Exercise tasks
1 - Translate this sentence from the passage on smoking rates among workers into Spanish: "Only 9.7% of educators smoke regularly, reveals the study."
2 - Continue the passage on smoking rates among workers, picking up after its last sentence.

Text block
Though growing awareness about the dangers of cigarette smoking has considerably reduced its popularity in the US, certain pockets of workers are still attracted to this habit in large numbers. A recent federal study reveals that cigarette smoking remains popular among workers in the food services, mining and construction industries.

Smoking Rate Still High in Some Sections
30% of employees in food services, hotel/motel and mining industries are regular smokers, reveals a CDC study that looked at data obtained from 2004 to 2010. Construction workers had the next highest rate at 29.7%. In the last few decades, smoking popularity has dipped by half in the US. But, as the above figures show smoking rates continue to be high among certain sections.

Causes for High Smoking Rate
The education and management sectors reported the least percentage of smoking. Only 9.7% of educators smoke regularly, reveals the study. The researchers say low levels of education, gender and poverty are the biggest causes for high smoking rates.

Dataset
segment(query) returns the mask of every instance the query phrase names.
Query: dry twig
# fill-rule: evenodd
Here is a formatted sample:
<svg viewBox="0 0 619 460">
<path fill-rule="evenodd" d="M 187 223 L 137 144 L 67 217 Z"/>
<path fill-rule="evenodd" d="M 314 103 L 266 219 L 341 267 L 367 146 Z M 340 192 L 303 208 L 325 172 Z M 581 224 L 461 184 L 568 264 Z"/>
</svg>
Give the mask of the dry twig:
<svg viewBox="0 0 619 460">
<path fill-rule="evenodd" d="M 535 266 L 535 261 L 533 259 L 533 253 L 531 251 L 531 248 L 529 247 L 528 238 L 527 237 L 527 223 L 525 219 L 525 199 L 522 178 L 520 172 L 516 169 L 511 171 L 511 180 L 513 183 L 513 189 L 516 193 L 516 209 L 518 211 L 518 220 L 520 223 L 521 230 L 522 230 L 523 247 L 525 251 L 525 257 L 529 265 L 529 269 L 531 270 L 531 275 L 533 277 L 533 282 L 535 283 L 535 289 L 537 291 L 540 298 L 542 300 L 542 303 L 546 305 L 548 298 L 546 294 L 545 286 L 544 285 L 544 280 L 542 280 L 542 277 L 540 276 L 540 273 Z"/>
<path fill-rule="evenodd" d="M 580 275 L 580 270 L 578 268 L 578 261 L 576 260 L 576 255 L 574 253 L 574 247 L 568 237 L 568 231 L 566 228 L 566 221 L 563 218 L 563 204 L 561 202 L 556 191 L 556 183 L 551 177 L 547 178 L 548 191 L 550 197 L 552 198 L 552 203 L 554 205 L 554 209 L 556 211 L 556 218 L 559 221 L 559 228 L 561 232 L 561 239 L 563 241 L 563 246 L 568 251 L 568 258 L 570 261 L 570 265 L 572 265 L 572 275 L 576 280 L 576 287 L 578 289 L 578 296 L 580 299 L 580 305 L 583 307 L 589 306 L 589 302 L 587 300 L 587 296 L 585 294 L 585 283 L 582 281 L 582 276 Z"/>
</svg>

Set of answers
1 - Solo el 9,7 % de los educadores fuma habitualmente, según revela el estudio.

2 -
Less Educated People Smoke More
People with less education are not as informed about tobacco dangers. The survey reveals that smoking rates are highest among male workers aged between 18-24, those with less than high school education, and workers not having health insurance. Smoking is most popular among Midwestern workers. The CDC urges employers to implement anti-smoking policies, like having smoke-free workplaces and extending health insurance for quit smoking treatments.

Effects of Smoking on Health and Economy
Overall, adult smoking in the US has decreased from 42.4% in 1965 to 19.3% in 2010. But, the rate of decline has slowed down in recent years. Smoking and secondhand smoke are the leading causes of preventable disease and death in the US, claiming a toll of about 443,000 American lives every year. Smoking also affects the economy racking up costs of about $193 billion each year in lost productivity and medical expenses.